◆ Your instructions ◆
Please output exactly the run of lines that starts at the line with "of the tree" and ends at the last line of the records below.

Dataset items
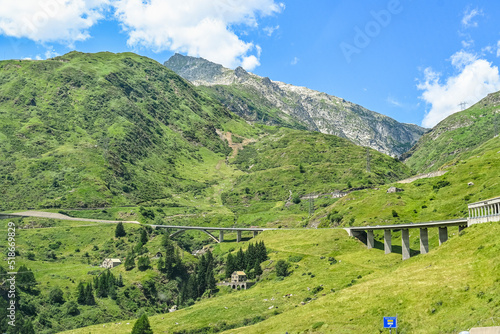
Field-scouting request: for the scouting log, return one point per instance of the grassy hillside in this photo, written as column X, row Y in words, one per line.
column 99, row 130
column 286, row 164
column 453, row 288
column 117, row 130
column 437, row 198
column 457, row 135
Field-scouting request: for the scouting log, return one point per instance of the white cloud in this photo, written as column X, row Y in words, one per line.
column 475, row 79
column 469, row 15
column 462, row 58
column 196, row 27
column 65, row 21
column 391, row 100
column 270, row 30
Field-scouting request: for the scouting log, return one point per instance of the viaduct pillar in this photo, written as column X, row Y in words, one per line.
column 443, row 235
column 424, row 241
column 405, row 243
column 370, row 242
column 387, row 241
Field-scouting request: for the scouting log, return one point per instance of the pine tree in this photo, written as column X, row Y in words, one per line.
column 169, row 265
column 210, row 278
column 230, row 265
column 257, row 269
column 120, row 281
column 144, row 236
column 130, row 261
column 25, row 279
column 89, row 295
column 81, row 299
column 161, row 265
column 262, row 252
column 142, row 326
column 240, row 260
column 250, row 255
column 112, row 292
column 201, row 275
column 28, row 328
column 120, row 230
column 191, row 288
column 143, row 263
column 167, row 244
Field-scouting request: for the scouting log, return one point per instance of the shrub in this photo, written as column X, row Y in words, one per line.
column 295, row 258
column 317, row 325
column 56, row 296
column 282, row 268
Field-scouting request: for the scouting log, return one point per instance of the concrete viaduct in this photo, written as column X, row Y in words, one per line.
column 363, row 232
column 209, row 230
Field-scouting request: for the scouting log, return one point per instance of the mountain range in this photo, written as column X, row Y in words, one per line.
column 262, row 100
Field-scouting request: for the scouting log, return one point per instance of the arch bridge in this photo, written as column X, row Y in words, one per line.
column 210, row 230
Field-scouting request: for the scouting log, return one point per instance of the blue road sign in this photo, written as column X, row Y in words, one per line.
column 390, row 322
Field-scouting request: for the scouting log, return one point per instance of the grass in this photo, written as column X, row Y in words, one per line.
column 455, row 137
column 426, row 199
column 453, row 288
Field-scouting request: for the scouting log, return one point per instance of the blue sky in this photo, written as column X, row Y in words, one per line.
column 415, row 61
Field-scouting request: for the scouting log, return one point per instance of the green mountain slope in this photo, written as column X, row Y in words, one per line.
column 452, row 288
column 455, row 136
column 99, row 130
column 287, row 165
column 469, row 180
column 106, row 130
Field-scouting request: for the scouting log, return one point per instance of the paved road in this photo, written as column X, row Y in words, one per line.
column 52, row 215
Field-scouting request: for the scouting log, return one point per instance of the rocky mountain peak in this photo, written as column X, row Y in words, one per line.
column 278, row 103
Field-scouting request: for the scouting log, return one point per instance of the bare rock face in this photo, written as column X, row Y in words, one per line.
column 312, row 110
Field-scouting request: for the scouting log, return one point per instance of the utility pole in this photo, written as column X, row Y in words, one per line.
column 496, row 125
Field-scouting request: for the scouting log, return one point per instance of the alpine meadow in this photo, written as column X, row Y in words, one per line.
column 173, row 185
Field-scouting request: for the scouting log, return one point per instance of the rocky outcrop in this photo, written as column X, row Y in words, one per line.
column 313, row 110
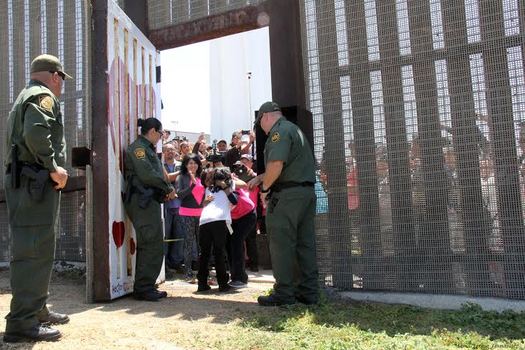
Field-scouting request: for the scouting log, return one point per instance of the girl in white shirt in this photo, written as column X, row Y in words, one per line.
column 215, row 225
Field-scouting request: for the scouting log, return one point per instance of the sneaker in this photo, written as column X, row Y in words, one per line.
column 53, row 318
column 190, row 278
column 161, row 293
column 238, row 284
column 150, row 295
column 203, row 288
column 36, row 333
column 226, row 288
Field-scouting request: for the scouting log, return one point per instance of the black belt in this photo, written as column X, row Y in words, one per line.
column 33, row 166
column 278, row 187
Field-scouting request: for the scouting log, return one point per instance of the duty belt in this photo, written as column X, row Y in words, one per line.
column 278, row 187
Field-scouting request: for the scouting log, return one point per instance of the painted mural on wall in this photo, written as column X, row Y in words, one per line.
column 133, row 94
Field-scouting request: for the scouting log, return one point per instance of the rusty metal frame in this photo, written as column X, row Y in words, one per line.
column 99, row 115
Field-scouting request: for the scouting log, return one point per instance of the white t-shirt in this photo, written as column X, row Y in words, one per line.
column 217, row 210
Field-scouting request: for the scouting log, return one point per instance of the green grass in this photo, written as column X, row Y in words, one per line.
column 340, row 325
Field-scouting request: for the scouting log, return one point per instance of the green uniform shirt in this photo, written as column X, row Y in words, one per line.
column 35, row 125
column 286, row 142
column 143, row 164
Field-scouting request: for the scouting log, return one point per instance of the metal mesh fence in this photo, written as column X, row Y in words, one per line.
column 164, row 13
column 59, row 27
column 419, row 111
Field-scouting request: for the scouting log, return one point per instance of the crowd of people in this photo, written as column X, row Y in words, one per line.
column 191, row 213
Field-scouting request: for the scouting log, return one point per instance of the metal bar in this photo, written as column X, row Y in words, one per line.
column 334, row 155
column 137, row 11
column 400, row 184
column 369, row 223
column 207, row 28
column 435, row 249
column 499, row 103
column 464, row 132
column 286, row 56
column 99, row 237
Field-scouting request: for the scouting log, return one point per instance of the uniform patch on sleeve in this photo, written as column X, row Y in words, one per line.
column 46, row 102
column 140, row 153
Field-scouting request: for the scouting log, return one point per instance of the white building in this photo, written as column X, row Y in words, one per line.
column 215, row 86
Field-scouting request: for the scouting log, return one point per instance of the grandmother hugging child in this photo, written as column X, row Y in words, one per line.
column 215, row 225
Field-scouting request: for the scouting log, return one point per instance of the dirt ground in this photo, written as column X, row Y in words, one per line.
column 184, row 320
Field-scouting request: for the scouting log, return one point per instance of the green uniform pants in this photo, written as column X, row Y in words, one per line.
column 150, row 251
column 291, row 233
column 32, row 225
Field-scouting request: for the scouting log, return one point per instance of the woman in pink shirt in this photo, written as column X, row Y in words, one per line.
column 190, row 191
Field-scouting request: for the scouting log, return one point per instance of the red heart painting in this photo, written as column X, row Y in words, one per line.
column 118, row 231
column 132, row 246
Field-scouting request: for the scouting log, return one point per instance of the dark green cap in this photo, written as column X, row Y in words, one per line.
column 265, row 108
column 48, row 63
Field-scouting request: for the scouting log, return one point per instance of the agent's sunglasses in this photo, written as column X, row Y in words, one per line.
column 62, row 75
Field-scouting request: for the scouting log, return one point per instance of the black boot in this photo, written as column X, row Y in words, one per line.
column 53, row 318
column 150, row 295
column 36, row 333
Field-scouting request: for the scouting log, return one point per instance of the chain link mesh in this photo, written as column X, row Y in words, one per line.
column 418, row 111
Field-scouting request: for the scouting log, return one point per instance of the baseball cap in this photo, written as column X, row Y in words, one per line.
column 265, row 108
column 247, row 156
column 48, row 63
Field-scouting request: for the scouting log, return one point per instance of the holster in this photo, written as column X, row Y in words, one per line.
column 145, row 195
column 14, row 167
column 37, row 180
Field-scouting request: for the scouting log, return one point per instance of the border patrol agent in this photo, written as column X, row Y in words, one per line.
column 287, row 188
column 146, row 187
column 34, row 158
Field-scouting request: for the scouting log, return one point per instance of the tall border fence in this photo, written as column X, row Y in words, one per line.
column 418, row 111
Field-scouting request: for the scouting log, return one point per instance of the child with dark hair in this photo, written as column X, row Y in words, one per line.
column 215, row 225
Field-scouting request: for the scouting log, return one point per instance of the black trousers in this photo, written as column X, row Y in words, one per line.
column 241, row 229
column 213, row 234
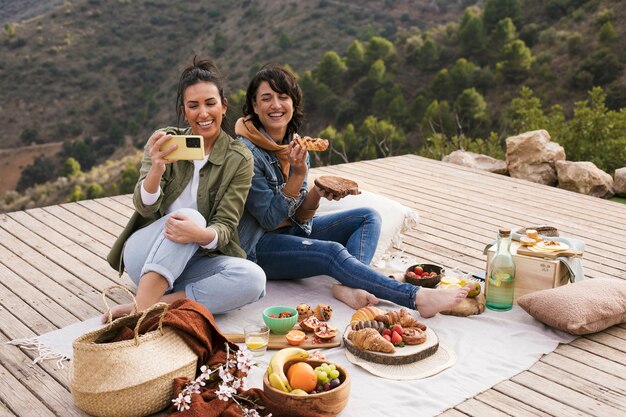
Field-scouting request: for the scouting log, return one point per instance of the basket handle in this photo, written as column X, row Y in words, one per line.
column 147, row 311
column 106, row 304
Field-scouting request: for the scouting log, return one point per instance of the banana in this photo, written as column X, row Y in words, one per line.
column 276, row 368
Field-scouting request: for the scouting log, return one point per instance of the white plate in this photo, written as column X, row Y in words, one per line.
column 557, row 246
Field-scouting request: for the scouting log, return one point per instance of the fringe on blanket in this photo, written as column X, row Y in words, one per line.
column 43, row 351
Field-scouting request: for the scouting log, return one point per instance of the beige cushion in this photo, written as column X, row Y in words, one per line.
column 584, row 307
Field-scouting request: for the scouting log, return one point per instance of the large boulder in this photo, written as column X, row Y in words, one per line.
column 585, row 178
column 475, row 160
column 531, row 156
column 620, row 182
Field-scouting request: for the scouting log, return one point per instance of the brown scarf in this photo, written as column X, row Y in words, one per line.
column 244, row 127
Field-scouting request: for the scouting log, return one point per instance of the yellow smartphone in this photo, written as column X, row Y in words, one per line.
column 189, row 147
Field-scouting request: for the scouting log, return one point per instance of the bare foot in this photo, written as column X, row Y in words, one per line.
column 117, row 311
column 430, row 301
column 354, row 297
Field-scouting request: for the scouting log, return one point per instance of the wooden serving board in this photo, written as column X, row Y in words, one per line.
column 402, row 355
column 548, row 255
column 279, row 341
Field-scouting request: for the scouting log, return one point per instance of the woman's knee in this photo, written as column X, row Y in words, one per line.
column 194, row 215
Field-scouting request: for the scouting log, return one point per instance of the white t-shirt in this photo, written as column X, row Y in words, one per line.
column 187, row 199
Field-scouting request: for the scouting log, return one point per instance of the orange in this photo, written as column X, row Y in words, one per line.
column 302, row 376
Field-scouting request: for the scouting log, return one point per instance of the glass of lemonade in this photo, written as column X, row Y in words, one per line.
column 256, row 337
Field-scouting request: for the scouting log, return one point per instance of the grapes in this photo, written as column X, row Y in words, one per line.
column 327, row 377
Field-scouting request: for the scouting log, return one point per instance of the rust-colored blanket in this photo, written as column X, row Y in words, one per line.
column 196, row 325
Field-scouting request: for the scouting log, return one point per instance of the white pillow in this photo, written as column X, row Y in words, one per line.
column 396, row 218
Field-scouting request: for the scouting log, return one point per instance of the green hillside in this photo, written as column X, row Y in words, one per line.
column 379, row 77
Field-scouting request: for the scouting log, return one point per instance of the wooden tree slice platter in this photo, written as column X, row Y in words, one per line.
column 402, row 355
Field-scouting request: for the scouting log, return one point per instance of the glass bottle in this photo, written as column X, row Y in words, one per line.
column 501, row 279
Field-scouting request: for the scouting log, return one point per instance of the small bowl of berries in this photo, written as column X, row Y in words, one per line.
column 280, row 319
column 424, row 275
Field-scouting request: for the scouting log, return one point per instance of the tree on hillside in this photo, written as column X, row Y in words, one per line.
column 331, row 70
column 471, row 109
column 378, row 49
column 515, row 61
column 496, row 10
column 472, row 34
column 355, row 59
column 503, row 34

◆ Answer section ◆
Field-scouting request: for the scouting log, return one point per instance of the tree on hillside in this photo, written as column X, row Y in words, one per line.
column 331, row 70
column 471, row 109
column 378, row 49
column 515, row 61
column 496, row 10
column 472, row 34
column 355, row 59
column 503, row 34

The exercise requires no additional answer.